Request:
Copy each of the items below verbatim, omitting the pictures.

Stored items:
----------------

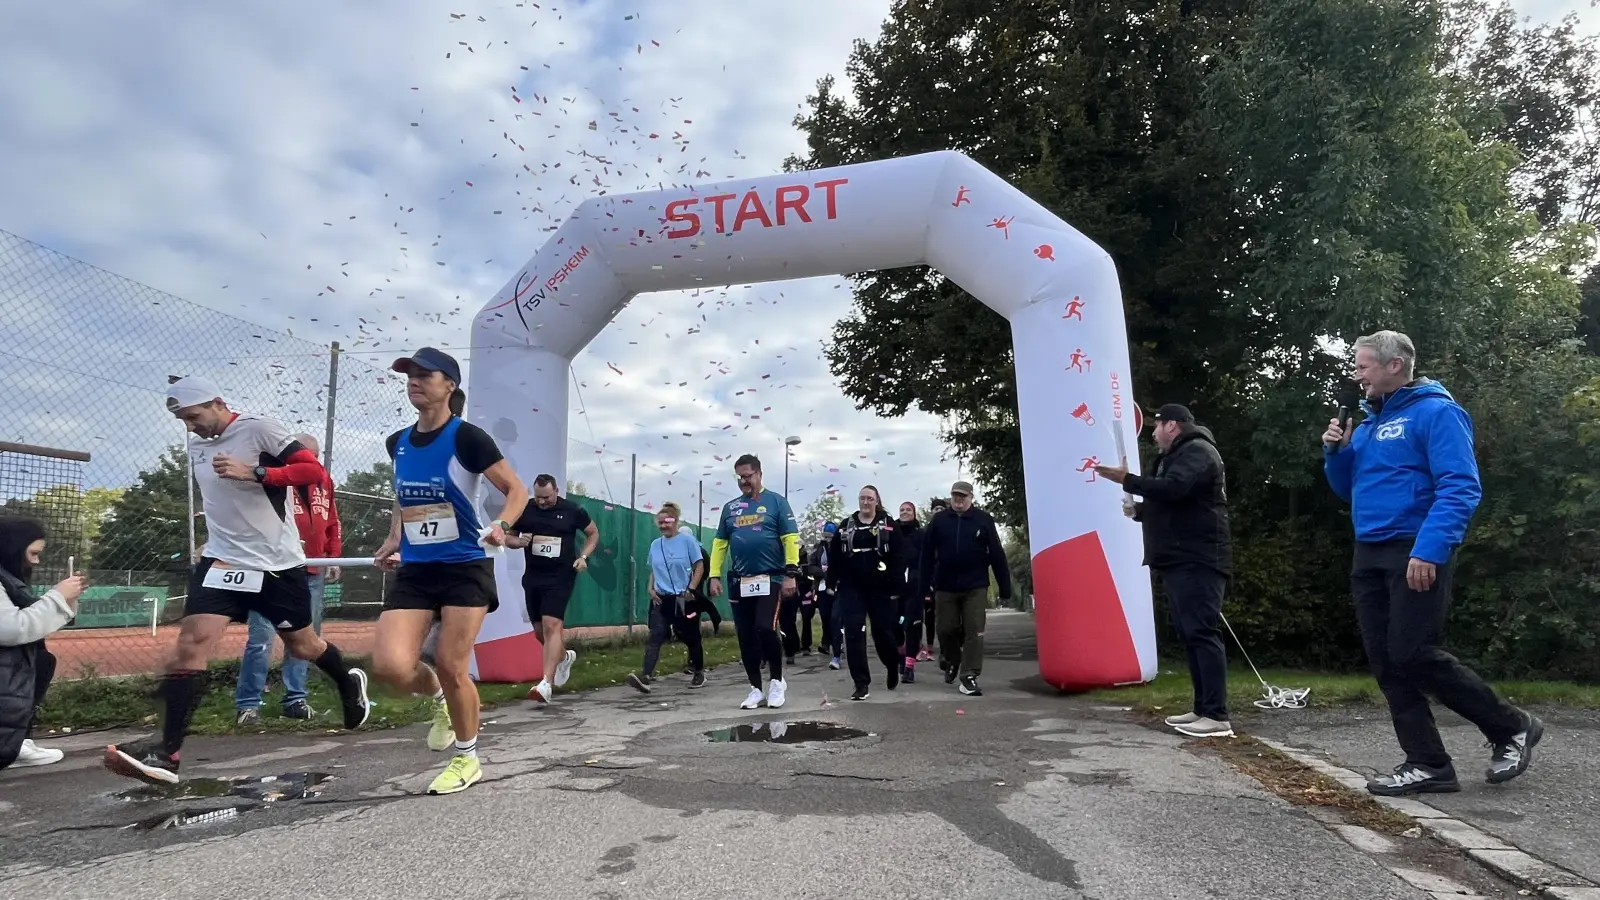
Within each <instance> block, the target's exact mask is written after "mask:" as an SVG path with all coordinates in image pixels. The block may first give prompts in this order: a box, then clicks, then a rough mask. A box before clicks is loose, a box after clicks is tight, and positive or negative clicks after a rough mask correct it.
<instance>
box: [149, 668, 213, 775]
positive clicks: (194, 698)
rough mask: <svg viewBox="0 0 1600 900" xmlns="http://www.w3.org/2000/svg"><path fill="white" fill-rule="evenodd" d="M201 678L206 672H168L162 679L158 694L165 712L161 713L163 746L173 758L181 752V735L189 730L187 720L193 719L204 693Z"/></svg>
mask: <svg viewBox="0 0 1600 900" xmlns="http://www.w3.org/2000/svg"><path fill="white" fill-rule="evenodd" d="M203 677H205V673H200V671H194V669H181V671H176V673H168V674H166V677H163V679H162V689H160V693H162V700H163V701H165V711H163V713H162V746H163V749H166V753H170V754H173V756H178V751H179V749H182V746H184V733H186V732H187V730H189V717H190V716H194V713H195V708H198V705H200V697H202V695H203V693H205V684H203V681H202V679H203Z"/></svg>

----------------

Answer area:
Within each <instance> block, the target's exact mask is written after "mask:" as an SVG path with all coordinates in image pixels. The block may first give prompts in this order: a box, then clicks, then a rough mask. A box before clicks is loose, a box after clicks is tight, and positive or negative clicks after a rough mask correct it.
<instance>
box: [149, 668, 213, 775]
positive clicks: (194, 698)
rough mask: <svg viewBox="0 0 1600 900" xmlns="http://www.w3.org/2000/svg"><path fill="white" fill-rule="evenodd" d="M201 678L206 672H168L162 679L158 694L165 712L161 713L163 746L173 758L181 752V735L189 730L187 720L193 719L204 693Z"/></svg>
mask: <svg viewBox="0 0 1600 900" xmlns="http://www.w3.org/2000/svg"><path fill="white" fill-rule="evenodd" d="M203 677H205V673H200V671H194V669H181V671H176V673H168V674H166V677H163V679H162V689H160V693H162V700H163V701H165V711H163V713H162V746H163V749H166V753H170V754H173V756H178V751H179V749H182V746H184V733H186V732H187V730H189V717H190V716H194V713H195V708H198V705H200V697H202V695H203V693H205V684H203V681H202V679H203Z"/></svg>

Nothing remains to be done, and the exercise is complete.